# Exercise prompt
Take the line containing "island countertop in the photo above accordingly." and every line after it in the data below, and print them exactly as given, with nothing else.

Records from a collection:
* * *

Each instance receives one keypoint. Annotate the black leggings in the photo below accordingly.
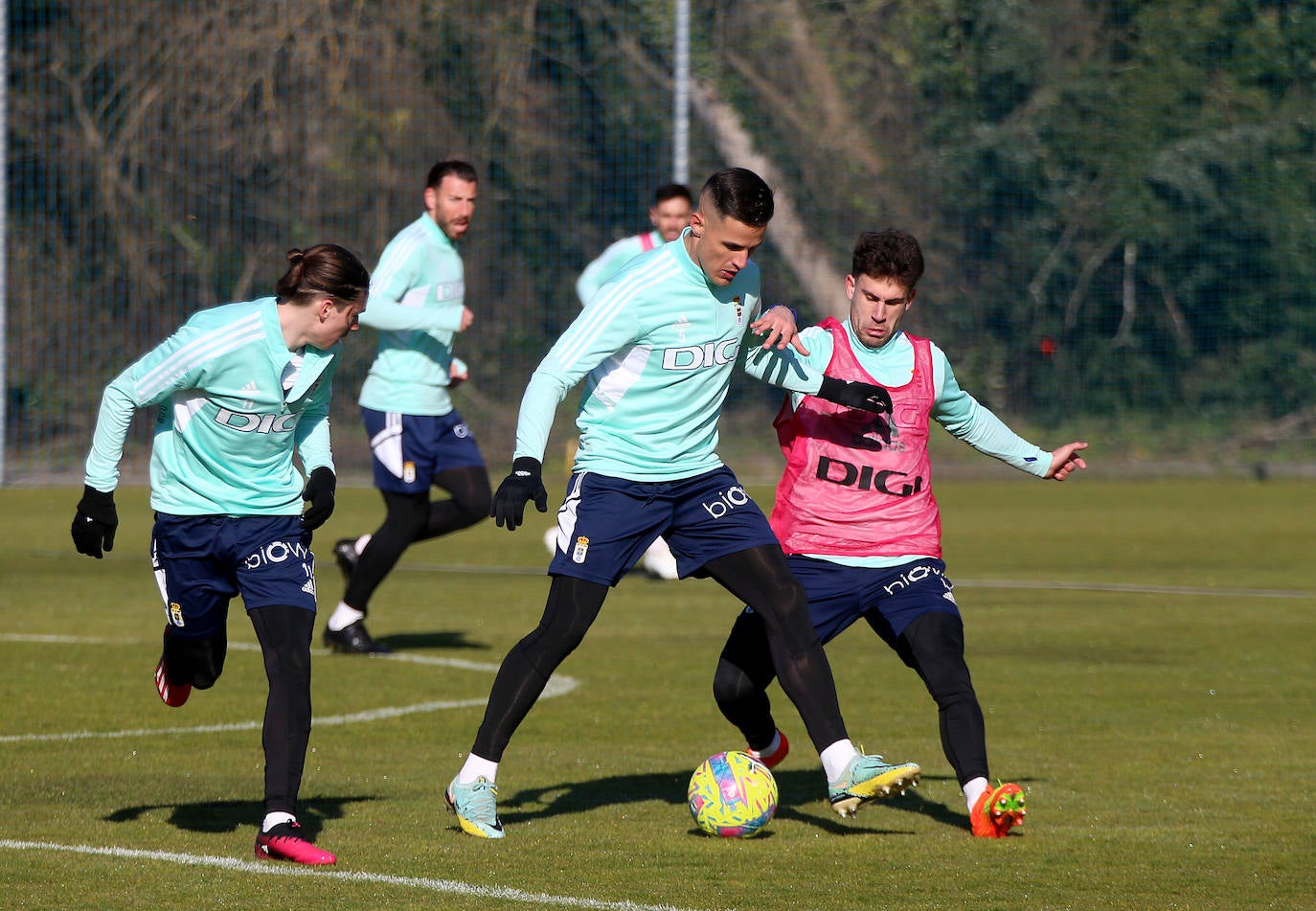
(284, 637)
(411, 517)
(759, 576)
(933, 646)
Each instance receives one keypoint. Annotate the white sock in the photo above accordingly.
(836, 757)
(973, 790)
(477, 767)
(344, 616)
(275, 819)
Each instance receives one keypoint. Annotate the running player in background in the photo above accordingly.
(239, 390)
(658, 344)
(855, 513)
(669, 215)
(418, 439)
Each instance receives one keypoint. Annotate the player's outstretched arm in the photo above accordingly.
(778, 327)
(1066, 461)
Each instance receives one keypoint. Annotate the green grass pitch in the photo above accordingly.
(1143, 651)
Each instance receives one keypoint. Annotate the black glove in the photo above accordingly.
(865, 397)
(319, 494)
(516, 490)
(95, 523)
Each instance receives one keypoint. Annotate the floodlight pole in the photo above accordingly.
(4, 217)
(681, 97)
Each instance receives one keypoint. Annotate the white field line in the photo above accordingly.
(266, 868)
(1135, 588)
(1132, 587)
(558, 685)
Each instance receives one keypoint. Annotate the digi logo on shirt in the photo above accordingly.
(246, 422)
(693, 357)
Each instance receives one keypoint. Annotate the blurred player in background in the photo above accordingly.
(416, 436)
(669, 215)
(658, 344)
(855, 515)
(239, 390)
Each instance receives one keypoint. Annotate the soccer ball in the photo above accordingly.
(732, 794)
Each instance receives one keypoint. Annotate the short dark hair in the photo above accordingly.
(891, 254)
(324, 269)
(739, 194)
(451, 166)
(666, 191)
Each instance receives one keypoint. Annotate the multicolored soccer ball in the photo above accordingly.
(732, 794)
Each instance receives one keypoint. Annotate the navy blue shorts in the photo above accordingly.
(201, 562)
(605, 524)
(838, 595)
(411, 449)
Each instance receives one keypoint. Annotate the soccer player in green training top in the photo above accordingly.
(418, 437)
(669, 215)
(657, 345)
(239, 390)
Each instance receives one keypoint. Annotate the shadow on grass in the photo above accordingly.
(801, 799)
(215, 816)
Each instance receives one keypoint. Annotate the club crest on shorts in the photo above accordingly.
(580, 549)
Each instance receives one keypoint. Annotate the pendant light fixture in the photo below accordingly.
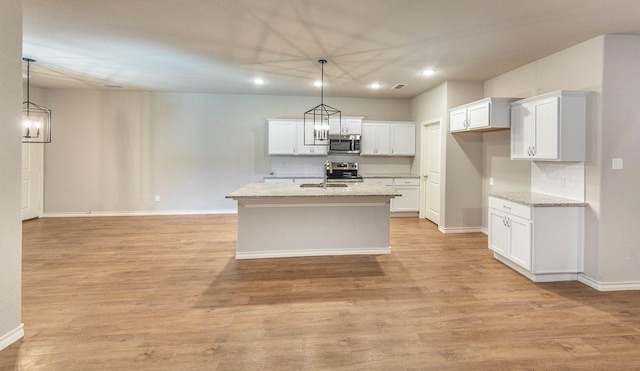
(317, 119)
(36, 119)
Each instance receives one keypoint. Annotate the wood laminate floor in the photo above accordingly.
(165, 293)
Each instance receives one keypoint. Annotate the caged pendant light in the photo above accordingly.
(36, 119)
(317, 118)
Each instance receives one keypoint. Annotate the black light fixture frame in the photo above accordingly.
(319, 117)
(34, 115)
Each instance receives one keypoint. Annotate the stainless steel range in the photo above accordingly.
(342, 172)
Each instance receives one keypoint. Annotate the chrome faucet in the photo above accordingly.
(327, 170)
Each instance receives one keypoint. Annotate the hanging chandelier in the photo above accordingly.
(36, 119)
(317, 119)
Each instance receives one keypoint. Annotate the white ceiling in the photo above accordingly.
(219, 46)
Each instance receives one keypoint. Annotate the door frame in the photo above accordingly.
(41, 178)
(422, 214)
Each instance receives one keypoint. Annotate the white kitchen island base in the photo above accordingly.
(293, 222)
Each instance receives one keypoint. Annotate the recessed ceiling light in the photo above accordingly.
(428, 72)
(113, 86)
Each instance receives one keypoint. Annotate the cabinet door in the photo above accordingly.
(545, 128)
(409, 201)
(499, 233)
(383, 139)
(403, 140)
(375, 139)
(305, 142)
(335, 127)
(352, 126)
(282, 138)
(458, 120)
(520, 241)
(479, 115)
(521, 132)
(368, 139)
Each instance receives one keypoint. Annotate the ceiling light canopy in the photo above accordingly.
(36, 119)
(428, 72)
(317, 118)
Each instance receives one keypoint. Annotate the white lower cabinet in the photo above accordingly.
(409, 188)
(408, 203)
(542, 243)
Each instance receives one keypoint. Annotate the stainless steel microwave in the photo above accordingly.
(344, 144)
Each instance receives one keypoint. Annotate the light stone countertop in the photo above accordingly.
(285, 190)
(364, 175)
(537, 199)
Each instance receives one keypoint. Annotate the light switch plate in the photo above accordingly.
(616, 163)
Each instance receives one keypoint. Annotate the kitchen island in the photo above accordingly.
(290, 219)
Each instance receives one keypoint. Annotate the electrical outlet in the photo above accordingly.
(616, 163)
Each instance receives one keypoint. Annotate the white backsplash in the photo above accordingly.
(310, 165)
(560, 179)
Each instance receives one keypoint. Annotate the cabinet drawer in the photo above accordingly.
(406, 181)
(383, 181)
(509, 207)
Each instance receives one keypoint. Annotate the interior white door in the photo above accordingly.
(431, 172)
(31, 180)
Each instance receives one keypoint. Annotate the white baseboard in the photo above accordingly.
(460, 230)
(608, 286)
(302, 253)
(536, 277)
(12, 336)
(138, 213)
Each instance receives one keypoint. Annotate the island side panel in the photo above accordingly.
(288, 228)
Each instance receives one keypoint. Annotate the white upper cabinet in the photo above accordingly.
(549, 127)
(350, 125)
(403, 139)
(375, 139)
(287, 137)
(388, 139)
(282, 137)
(483, 115)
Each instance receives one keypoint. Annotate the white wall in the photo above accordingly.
(113, 151)
(461, 192)
(618, 255)
(10, 168)
(609, 67)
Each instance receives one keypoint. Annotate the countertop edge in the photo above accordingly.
(537, 199)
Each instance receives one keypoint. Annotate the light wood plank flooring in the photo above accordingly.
(165, 293)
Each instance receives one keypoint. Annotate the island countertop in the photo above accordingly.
(287, 190)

* * *

# Response
Each instance receives one keypoint. Annotate the island countertop in the photo above accordingly.
(287, 190)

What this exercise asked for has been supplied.